TASK: Repeat every record below exactly as written.

INFORMATION GIVEN:
========================================
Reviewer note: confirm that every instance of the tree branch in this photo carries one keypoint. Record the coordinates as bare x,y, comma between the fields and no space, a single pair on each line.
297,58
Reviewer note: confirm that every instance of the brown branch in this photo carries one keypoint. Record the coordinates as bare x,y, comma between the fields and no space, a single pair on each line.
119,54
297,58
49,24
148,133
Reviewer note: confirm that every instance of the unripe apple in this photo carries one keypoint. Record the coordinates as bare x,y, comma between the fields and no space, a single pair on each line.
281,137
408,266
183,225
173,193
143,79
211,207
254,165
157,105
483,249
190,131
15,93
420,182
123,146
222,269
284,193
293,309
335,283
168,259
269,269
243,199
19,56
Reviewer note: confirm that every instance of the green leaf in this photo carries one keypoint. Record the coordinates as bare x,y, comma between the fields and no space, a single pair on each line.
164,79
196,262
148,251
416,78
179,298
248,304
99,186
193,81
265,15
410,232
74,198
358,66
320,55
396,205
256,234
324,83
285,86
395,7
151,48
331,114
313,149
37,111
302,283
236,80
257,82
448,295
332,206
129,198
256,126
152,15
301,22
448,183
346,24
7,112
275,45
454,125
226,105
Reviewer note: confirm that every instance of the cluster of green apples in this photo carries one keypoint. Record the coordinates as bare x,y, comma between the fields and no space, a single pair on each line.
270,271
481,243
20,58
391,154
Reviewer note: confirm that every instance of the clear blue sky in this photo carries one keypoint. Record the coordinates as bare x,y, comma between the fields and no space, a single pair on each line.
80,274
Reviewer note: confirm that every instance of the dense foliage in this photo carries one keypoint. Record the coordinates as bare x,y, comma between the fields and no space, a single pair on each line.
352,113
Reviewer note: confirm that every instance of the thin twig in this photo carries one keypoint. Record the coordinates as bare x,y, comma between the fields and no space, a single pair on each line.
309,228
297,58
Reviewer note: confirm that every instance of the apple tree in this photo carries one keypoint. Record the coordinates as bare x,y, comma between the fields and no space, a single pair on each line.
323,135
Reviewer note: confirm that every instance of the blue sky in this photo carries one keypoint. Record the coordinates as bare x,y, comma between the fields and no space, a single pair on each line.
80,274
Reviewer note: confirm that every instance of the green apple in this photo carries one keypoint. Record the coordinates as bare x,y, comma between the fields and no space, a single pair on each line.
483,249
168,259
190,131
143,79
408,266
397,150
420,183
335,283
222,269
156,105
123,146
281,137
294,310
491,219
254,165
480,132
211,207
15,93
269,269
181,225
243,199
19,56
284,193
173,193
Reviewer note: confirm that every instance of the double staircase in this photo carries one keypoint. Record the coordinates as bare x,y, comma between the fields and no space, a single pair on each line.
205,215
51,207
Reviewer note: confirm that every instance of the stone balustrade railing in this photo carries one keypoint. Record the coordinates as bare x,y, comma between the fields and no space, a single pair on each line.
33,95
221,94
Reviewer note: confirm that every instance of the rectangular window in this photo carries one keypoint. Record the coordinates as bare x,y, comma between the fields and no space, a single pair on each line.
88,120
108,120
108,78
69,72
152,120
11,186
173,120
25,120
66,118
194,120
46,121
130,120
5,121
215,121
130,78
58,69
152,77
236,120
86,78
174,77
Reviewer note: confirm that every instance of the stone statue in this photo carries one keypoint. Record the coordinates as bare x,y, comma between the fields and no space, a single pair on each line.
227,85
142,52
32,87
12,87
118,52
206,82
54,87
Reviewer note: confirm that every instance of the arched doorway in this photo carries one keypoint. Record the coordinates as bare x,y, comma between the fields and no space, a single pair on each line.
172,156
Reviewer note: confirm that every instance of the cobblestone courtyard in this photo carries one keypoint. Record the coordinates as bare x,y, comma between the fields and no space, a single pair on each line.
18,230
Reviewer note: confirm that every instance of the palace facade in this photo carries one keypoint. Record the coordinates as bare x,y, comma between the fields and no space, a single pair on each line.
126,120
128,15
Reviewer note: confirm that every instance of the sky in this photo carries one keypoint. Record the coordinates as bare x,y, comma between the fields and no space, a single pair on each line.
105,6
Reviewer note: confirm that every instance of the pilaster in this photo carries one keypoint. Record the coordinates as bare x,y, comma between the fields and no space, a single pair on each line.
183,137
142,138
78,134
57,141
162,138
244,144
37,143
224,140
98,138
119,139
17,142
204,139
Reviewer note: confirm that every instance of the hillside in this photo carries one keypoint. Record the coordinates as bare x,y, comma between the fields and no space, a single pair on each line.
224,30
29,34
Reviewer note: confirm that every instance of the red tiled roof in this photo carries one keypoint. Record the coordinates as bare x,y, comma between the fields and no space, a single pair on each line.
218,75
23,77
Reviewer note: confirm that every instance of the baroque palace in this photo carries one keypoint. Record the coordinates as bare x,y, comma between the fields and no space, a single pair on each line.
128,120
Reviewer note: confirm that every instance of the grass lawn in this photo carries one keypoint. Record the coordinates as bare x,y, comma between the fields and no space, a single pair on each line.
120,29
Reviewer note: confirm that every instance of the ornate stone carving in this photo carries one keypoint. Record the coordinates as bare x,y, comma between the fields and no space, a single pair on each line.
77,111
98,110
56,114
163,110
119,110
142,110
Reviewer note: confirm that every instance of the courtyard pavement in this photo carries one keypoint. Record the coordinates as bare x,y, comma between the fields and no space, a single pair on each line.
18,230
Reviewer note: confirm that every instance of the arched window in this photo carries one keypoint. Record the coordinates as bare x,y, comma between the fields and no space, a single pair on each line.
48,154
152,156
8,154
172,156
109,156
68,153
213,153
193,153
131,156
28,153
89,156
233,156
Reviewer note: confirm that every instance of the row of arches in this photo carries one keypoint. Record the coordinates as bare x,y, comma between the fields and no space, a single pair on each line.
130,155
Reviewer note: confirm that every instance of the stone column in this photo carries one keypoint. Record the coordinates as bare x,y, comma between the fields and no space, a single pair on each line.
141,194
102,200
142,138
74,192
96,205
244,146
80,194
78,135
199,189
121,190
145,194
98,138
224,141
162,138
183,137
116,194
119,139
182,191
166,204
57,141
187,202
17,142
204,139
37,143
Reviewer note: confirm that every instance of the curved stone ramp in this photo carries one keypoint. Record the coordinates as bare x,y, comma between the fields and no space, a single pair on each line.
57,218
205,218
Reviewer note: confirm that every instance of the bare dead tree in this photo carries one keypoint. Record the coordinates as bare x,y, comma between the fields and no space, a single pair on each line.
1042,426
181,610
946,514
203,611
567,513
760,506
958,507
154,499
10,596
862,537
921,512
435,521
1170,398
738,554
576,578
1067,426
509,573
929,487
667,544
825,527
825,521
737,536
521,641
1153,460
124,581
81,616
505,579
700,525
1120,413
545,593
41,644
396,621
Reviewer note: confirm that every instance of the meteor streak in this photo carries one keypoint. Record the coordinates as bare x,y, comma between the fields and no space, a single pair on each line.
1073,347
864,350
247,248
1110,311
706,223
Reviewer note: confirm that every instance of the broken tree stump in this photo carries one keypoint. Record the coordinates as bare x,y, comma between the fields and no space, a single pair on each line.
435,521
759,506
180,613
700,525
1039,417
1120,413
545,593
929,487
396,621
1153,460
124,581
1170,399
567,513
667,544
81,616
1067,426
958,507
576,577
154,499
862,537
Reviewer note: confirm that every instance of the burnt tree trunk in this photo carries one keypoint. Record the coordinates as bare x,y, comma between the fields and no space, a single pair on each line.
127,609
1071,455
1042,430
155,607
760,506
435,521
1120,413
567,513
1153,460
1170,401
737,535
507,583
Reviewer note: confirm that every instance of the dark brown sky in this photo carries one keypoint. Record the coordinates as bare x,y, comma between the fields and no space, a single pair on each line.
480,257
========================================
RESPONSE TO THE EXERCISE:
Reviewer note: confirm that every instance of the tree branch in this photo carries one keypoint. Record the coordinates as bare x,y, comma between the fields and no space, a single pair on each line.
297,58
Reviewer note: confirm that every instance of the brown branch in this photo carries one keypoint. Record the coordinates as bare x,y, comma between the fields and no space, a single pair on each line.
119,54
297,58
49,24
148,133
Reviewer note: confirm that every instance of the unripe apple in this photo carries one keypoint. Record the coordinates as bare x,y, comma between the fields and no space, a single pair on each line.
281,137
408,266
183,225
173,193
143,79
211,207
254,165
157,105
483,249
190,131
15,93
420,182
123,146
222,269
284,193
293,309
335,283
168,259
269,269
243,199
19,56
Reviewer note: confirm that every instance of the green leaf in this photo carries one keypoint. Record the coordinates as bare x,y, comma between the fields and no space, a single pair on each line.
164,79
196,262
148,251
416,78
179,298
248,304
99,186
193,81
265,15
410,232
74,198
358,66
320,55
396,205
256,234
324,83
285,86
395,7
151,48
331,114
313,149
37,111
302,283
236,80
257,82
448,295
332,206
129,198
256,126
152,15
301,22
448,183
346,24
7,112
275,45
454,125
226,105
Reviewer note: confirm that every instance of the cluster of green apples in this photo carries one keypoint. Record the coordinates as bare x,y, comma between the fields and no space, a single pair on each line.
270,271
481,243
20,58
391,154
Reviewer note: confirm that every instance of the clear blue sky in this photo carries one keypoint. Record the coordinates as bare x,y, comma between the fields and no space, a single pair on each line.
80,274
Reviewer note: confirm that every instance of the dense foliage in this photo carries one keypoint. Record the coordinates as bare x,y, comma between the fields and no space, a single pair on each line.
352,113
Reviewer note: confirm that every instance of the thin twig in this photo carries one keypoint. Record the coordinates as bare x,y, comma between the fields and no space, a single pair on each line.
309,228
297,58
Reviewer note: confirm that every instance of the apple tree in this photo carries one keypoint. Record the coordinates as bare x,y, comma between the fields and no space, a single pair on each line.
323,135
Reviewer note: confirm that every instance of the blue sky in this photo carries one keypoint. Record the coordinates as bare x,y, comma between the fields and no space, a single pair on each line.
80,274
Reviewer note: confirm that every instance of the green apple in this photo carries one keypoint. Record the coordinates as bare x,y, comma between the fields and no space, a single pair on each line.
483,249
168,259
190,131
143,79
408,266
397,150
420,183
335,283
222,269
156,105
123,146
281,137
294,310
491,219
254,165
480,132
211,207
15,93
269,269
181,225
243,199
19,56
284,193
173,193
Reviewer note: confirm that every instance of the double staircase in this photo carries one keypoint. Record the coordinates as bare x,y, comma between the fields and no space, a single pair on each line.
205,215
51,207
Reviewer note: confirm that every instance of the stone balustrade railing in this photo carries one keypoint. Record the coordinates as bare x,y, comma between the fields and no space, a single pair on each line.
33,95
221,94
Reviewer note: confirm that every instance of the rectangular window in this photo carries one keypoint. Record the coordinates as bare x,y, comma between the fields and no space, a single pair on each line.
88,120
108,120
108,78
69,72
152,120
11,186
173,120
25,120
66,118
194,120
46,121
130,120
5,121
215,121
130,78
58,69
152,77
236,120
86,78
174,77
Reviewer note: confirm that every instance of the stone statue in this photo carries one keypoint. Record the coordinates as bare x,y, comma between the fields and no space, a single pair on each line.
227,85
142,52
32,87
12,87
118,52
206,82
54,87
Reviewer note: confirm that every instance of the arched doorway in this photo carries one keypoint. Record the coordinates as bare x,y, comma between the fields and no space, a single pair on each line.
172,156
Reviewer note: confirm that every instance of the cobblestone courtyard in this photo carries one keypoint. Record the coordinates as bare x,y, comma between the fields and no space, a single pair on each line.
18,230
Reviewer note: confirm that every instance of the palace facade in this photo carries one keypoint. Record the coordinates as bare x,y, comma between the fields and no space, a single pair on each line.
126,120
128,15
Reviewer note: confirm that every instance of the sky in this photo carries one keypoint. Record the coordinates as bare x,y, comma between the fields and no space, a single pair on each line.
105,6
Reviewer note: confirm that every instance of the pilaster in this photo carries one keypoint. Record the coordinates as bare x,y, comma between the fields and no space, a single pair on each line.
183,137
142,138
78,134
57,141
162,138
244,144
37,143
224,140
98,138
119,139
17,142
204,139
Reviewer note: confirm that every instance of the hillside in this photo carries one keypoint. Record the coordinates as bare x,y, comma between the fields and no space, a single pair on each line.
224,30
29,34
Reviewer note: confirm that every instance of the red tiled roof in this photo carries one keypoint. Record the coordinates as bare x,y, comma between the fields and no space, a single pair on each line.
218,75
23,77
Reviewer note: confirm that every instance of the baroque palace in this photo carries one keypoint. Record the coordinates as bare x,y, comma between the fields and no space, a single pair on each line.
128,120
Reviewer note: confirm that every instance of the grass lawn in this photo carries one keypoint. Record the coordinates as bare x,y, comma between the fields and no space, a single pair on each line.
120,29
Reviewer note: confirm that every instance of the ornate stone carving in this photo carries one keypoint. Record the coordinates as bare x,y, comma between the fields and no space, a single pair on each line.
77,111
98,110
56,114
163,110
119,110
142,110
Reviewer note: confirm that every instance of the courtyard pavement in this photo carries one keypoint. Record the coordinates as bare x,y, comma between the fields and no space, a single pair on each line.
18,230
Reviewer note: confirm that every instance of the arched window in this photo carries one keypoint. Record the coordinates as bare x,y, comma between the fields and no space, a single pair on each line.
48,154
152,156
8,154
172,156
109,156
68,153
213,153
193,153
131,156
28,153
89,156
233,156
Reviewer note: confirm that every instance of the row of arches in this photo carries one keypoint. Record the coordinates as bare x,y, comma between the fields and no space, a single pair on each line.
130,155
Reviewer note: confirm that every instance of the stone column in this photo carries one keypoint. Record the coordinates as bare x,y, comma between the fields and no space, a single pair on each line.
141,194
102,200
142,138
74,192
96,205
244,146
80,194
78,135
199,189
121,190
145,194
98,138
224,141
162,138
183,137
116,194
119,139
182,191
166,204
57,141
187,202
17,142
204,139
37,143
Reviewer note: confirm that every instance of the curved stone ramp in this photo carries one keypoint. Record the coordinates as bare x,y, comma between the fields and no space, a single pair on each line.
57,218
205,218
Reviewer note: confirm that every instance of the bare dead tree in this photo carries one keypoint. Record the coordinates as bare x,y, comma between the fields and no space, a single pair on each line.
1042,426
181,610
946,514
203,611
567,513
760,506
958,507
154,499
10,596
862,537
921,512
435,521
1170,398
738,554
576,578
1067,426
509,573
929,487
667,544
825,527
825,521
737,536
521,641
1153,460
124,581
81,616
505,579
700,525
1120,413
545,593
41,644
396,621
Reviewer note: confirm that every instance of the meteor streak in this photo carries one keypoint. Record the coordinates as bare x,y, comma between the fields and no space, a single pair on each line.
1073,347
864,350
247,248
1110,311
706,223
Reviewer note: confirm that every instance of the broken tree stump in this photo carries one keypoint. Record the coordinates as bare x,y, comma between the fields and no space, a single pair on each line.
435,521
759,506
180,613
700,525
1039,417
1120,413
545,593
929,487
396,621
1153,460
124,581
1170,399
567,513
667,544
81,616
1067,426
958,507
576,577
154,499
862,537
Reviewer note: confirm that every instance of the burnt tree trunk in this photo carries one keypoint. Record the coordinates as bare x,y, comma between the fields and no space, a single pair on each line.
127,609
1071,455
1042,430
155,607
760,506
435,521
1120,413
567,513
1153,460
1170,401
737,535
507,583
Reviewer note: confirm that every instance of the dark brown sky in this photo carries one keypoint. Record the coordinates as bare x,y, comma between the fields and no space, a single pair on each line.
480,257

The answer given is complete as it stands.